*Excerpt to read:*
•••••
One theme emerged repeatedly from conversations with Ukrainian officers: Ukraine has the ideas, but Russia executes them faster and on a larger scale.

“We have brilliant concepts but terrible implementation,” one officer remarked bitterly. “They have no imagination. They just take our ideas, copy them, and mass-produce them.”

The officer’s words, echoed by many others, summarized the harsh reality of the war: ‘We’ means Ukraine. ‘They’ means Russia.

Marinka, Donbas. The 79th Air Assault Brigade's artillery battery using a British-supplied 105mm L119 howitzer near Marinka.
Marinka, Donbas. The 79th Air Assault Brigade's artillery battery using a British-supplied 105mm L119 howitzer near Marinka. Photo: Erik Prozes

There is one area where Ukraine could learn from Russia—how to use financial incentives to recruit soldiers. According to a Ukrainian staff officer, the mobilization process must include clear and immediate financial rewards. "The money should be paid upfront, not only to the family if the soldier dies," he said. Currently, Ukraine pays a death benefit of 15 million hryvnias to the soldier’s family. The officer suggested offering a $20,000 signing bonus for a military contract with a fixed term—such as one year. The first four months would be training, followed by eight months at the front line. After that, soldiers could return home if they chose not to renew their contracts. However, the full $20,000 would only be accessible upon completing the contract. The catch: desertion during that year would mean losing the entire sum.
•••••
*Referring expression data:*
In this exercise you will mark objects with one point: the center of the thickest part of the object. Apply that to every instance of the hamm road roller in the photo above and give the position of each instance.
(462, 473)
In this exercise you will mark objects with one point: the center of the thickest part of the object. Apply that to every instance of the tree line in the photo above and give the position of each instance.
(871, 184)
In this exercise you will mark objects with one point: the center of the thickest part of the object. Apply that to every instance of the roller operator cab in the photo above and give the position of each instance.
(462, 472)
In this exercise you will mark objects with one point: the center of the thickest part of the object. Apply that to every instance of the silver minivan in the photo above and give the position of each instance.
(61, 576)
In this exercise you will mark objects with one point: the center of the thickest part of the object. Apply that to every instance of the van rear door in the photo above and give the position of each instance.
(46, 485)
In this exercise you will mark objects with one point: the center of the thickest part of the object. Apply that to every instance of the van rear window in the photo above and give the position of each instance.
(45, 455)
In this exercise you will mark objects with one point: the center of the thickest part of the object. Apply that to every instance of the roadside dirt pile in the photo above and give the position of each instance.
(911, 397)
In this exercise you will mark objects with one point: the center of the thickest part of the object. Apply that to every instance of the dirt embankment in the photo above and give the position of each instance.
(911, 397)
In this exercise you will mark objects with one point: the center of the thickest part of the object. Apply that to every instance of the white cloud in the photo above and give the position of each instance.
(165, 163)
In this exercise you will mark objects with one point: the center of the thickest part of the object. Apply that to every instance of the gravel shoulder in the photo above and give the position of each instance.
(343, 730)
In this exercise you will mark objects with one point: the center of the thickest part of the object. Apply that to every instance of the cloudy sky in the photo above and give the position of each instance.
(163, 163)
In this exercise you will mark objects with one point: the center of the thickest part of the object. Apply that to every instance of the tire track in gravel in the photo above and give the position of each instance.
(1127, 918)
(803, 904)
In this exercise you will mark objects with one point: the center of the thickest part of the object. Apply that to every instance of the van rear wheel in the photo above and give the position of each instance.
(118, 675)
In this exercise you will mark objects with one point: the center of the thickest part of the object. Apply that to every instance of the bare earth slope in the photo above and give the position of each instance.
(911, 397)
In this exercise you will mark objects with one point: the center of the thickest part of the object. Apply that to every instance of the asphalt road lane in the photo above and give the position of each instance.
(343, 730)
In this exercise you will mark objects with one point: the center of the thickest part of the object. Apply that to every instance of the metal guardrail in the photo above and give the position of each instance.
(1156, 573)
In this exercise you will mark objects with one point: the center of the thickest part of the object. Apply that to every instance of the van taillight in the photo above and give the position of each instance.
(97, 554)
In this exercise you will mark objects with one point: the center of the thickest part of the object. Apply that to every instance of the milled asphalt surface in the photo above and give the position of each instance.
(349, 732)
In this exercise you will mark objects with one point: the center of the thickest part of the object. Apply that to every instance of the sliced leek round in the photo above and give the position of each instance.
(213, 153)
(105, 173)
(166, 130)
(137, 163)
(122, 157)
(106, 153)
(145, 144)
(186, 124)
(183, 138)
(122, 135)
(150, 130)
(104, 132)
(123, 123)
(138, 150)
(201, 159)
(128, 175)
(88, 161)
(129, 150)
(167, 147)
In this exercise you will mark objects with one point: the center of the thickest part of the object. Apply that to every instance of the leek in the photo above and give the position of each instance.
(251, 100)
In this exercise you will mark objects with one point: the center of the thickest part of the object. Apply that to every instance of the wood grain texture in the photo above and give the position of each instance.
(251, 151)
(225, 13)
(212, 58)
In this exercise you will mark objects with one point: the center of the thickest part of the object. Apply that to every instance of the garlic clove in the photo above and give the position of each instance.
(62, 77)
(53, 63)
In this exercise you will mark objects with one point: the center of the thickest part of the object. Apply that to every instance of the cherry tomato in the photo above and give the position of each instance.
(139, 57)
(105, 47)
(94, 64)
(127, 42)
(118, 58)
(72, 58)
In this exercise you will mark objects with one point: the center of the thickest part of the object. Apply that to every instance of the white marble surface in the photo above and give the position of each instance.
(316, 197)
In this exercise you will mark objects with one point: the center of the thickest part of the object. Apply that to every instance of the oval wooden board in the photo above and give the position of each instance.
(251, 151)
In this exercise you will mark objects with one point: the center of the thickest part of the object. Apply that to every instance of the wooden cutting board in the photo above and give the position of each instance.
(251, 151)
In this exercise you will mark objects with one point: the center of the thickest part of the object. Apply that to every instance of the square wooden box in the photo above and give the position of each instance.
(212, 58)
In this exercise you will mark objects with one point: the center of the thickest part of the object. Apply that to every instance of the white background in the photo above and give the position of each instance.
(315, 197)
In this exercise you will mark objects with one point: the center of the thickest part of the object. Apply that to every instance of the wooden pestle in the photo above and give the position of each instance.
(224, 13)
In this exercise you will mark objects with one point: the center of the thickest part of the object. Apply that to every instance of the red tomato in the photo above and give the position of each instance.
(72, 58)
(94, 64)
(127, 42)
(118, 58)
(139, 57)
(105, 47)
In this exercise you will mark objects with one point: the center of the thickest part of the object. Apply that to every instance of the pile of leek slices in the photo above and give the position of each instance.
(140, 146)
•••••
*Tasks:*
1. What death benefit does Ukraine currently pay to a soldier's family, according to the text on Ukraine's war with Russia?
2. Carry on the text on Ukraine's war with Russia, starting after its last sentence.

*Answers given:*
1. 15 million hryvnias.

2.
I spoke to this officer in early February. A week later, news broke that Ukraine would indeed begin offering a similar contract to young men aged 18–25, below the official mobilization age of 25.

In Russia, the financial incentives for joining the military are both immediate and long-term. Volunteers receive an upfront signing bonus of 3–5 million rubles, depending on the region. But what truly entices many is a benefit aimed squarely at debt-ridden families: if a soldier dies in combat, the Russian government cancels all of the family's debts—mortgages, car loans, and other liabilities.

For families in Russia’s heavily indebted provinces, this offer is grimly attractive. Cynical spouses see it as a way out of crushing financial burdens. The calculus is simple: upfront money worth decades of provincial wages, plus a monthly salary four to five times higher than the regional average. If the soldier survives, the family enjoys newfound prosperity. If he dies, the mortgage is paid off or the car loan erased. Some exploit this morbid bargain repeatedly: "Send your husband to war, get a free apartment. If he doesn’t come back—find a new husband, buy a new apartment, and repeat the process."

The strategic importance of Crimea in the war has been effectively neutralized. The Crimean Bridge now holds only symbolic value. No military supplies reach the front by rail from Crimea. Russian warplanes no longer take off from Crimean airfields to bomb Ukraine. The Black Sea Fleet has been driven from its Crimean ports. Crimea’s direct impact on the battlefield has been crushed.

A far more immediate concern for Ukrainian forces is Russian espionage activity in frontline areas—especially in regions that were under Russian occupation in 2022. Russian intelligence agencies left behind a dense network of agents and collaborators. These networks continue to report on Ukrainian troop movements and coordinate artillery strikes.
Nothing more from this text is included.